• _ZIEL A_:
Welche Studie soll laut dem folgenden Dokumentauszug auf der beschriebenen Grundlage unternommen werden?

4. Zur Methode

Die sich stellenden Fragen sollen im Gesamtzusammenhang der vorrausschauenden Familienvermögensplanung mit Hilfe standardisierter Fragenkataloge und auf der Grundlage typisierender Fallbeispiele jeweils für die drei angesprochenen Rechtsordnungen aufgearbeitet, systematisiert und analysiert werden. Auf dieser Grundlage soll dann eine rechtsvergleichende Studie der drei  Länder unternommen werden.

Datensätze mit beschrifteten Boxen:
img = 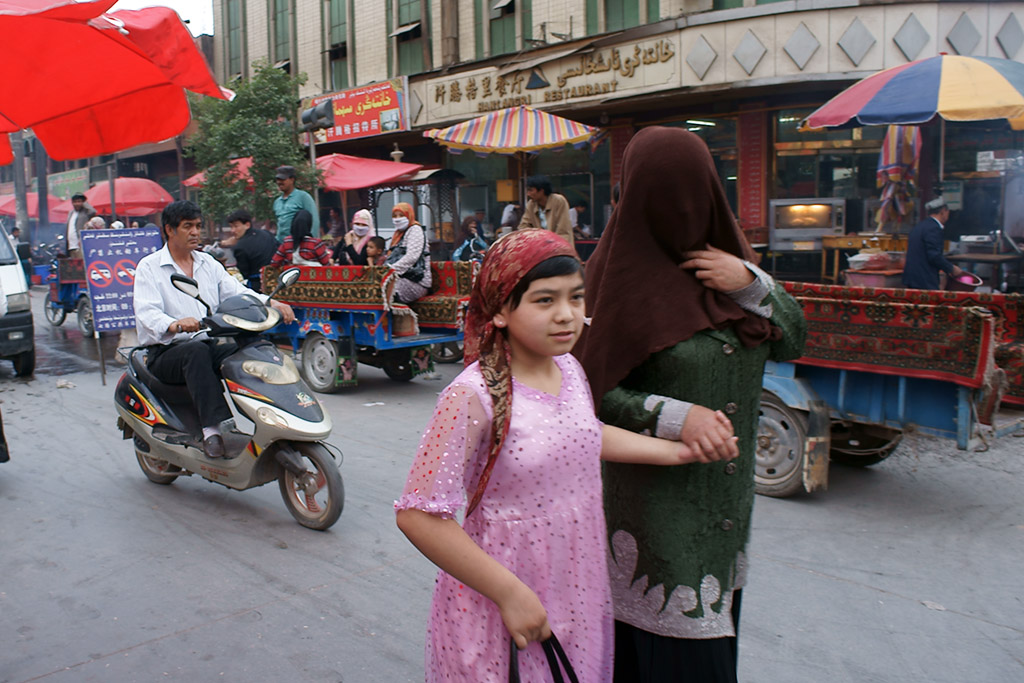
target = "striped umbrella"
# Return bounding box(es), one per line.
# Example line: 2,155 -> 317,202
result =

• _ZIEL B_:
Schreiben Sie die Datensätze oben Zeile für Zeile unverändert ab. Lassen Sie die Bilder dabei weg.

• _VOLLSTÄNDIGE ANTWORT A_:
Eine rechtsvergleichende Studie der drei Länder.

• _VOLLSTÄNDIGE ANTWORT B_:
img = 
target = "striped umbrella"
# Return bounding box(es), one per line.
# Example line: 2,155 -> 317,202
result =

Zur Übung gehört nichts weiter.